▸ **EXTRACT TO READ**:
Ford/CMC Motors Showroom in Nairobi. [File, Standard]

Kenyan new cars retailer CMC Holdings will lay off 169 workers after ending three lucrative dealerships for global brands of passenger vehicles, citing poor local sales.

The affected workers are spread out across its branches in the country, including Mombasa, Nakuru, Kisumu, Nanyuki, Meru, Eldoret and Kitale.

CMC announced earlier on Monday it will no longer distribute global car brands from Ford Motor Company, the American multinational automobile manufacturer headquartered in Michigan and Japan's Mazda Motor Corp and Suzuki Motor Corp.

Consequently, it will now mainly focus on the agriculture sector by supplying tractors and farming implements.

CMC Motors Group Managing Director Sakib Eltaff linked the end of the distribution deals to a decline in passenger vehicle sales over the years on the back of a difficult local and global operating environment and global supply disruptions.

"As a result of the termination of these distributorship contracts coupled with the changes in market demand... this will result in a reduction in the number of roles and the resources required to execute the remaining functions," said Mr Eltaff.

"This means that it will become necessary to declare 169 employees redundant."

CMC said it working with the affected employees who are both at the management and operations levels to ensure a smooth transition.

They will be paid a send-off package in line with their contracts for the restructuring to be done in three phases up to December.

The end of the exclusive dealerships is the latest huge blow for CMC, which is backed by the Dubai conglomerate Al Futtaim Group.

It marks the end of a glorious era for the CMC group, which has over seven decades distributed famous passenger car brands in Kenya and the region.

The troubled local car dealer has lost several lucrative franchises over the years amid shareholder rows over control.

▸ **COLLECTED MATERIAL**:
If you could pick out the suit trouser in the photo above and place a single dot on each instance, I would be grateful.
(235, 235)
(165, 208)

▸ **WORK TASK 1**: In the article about CMC Holdings, what will the company mainly focus on now that it has dropped the car brands?
▸ **WORK TASK 2**: Summarize the article about CMC Holdings in two sentences.

▸ **TASK RESPONSE 1**: The agriculture sector, by supplying tractors and farming implements.

▸ **TASK RESPONSE 2**: CMC Holdings will lay off 169 workers across its Kenyan branches after ending its distribution of Ford, Mazda and Suzuki passenger cars, a move its managing director linked to declining passenger vehicle sales. The company will now mainly focus on supplying tractors and farming implements to agriculture, and the affected employees will receive send-off packages as the restructuring proceeds in three phases up to December.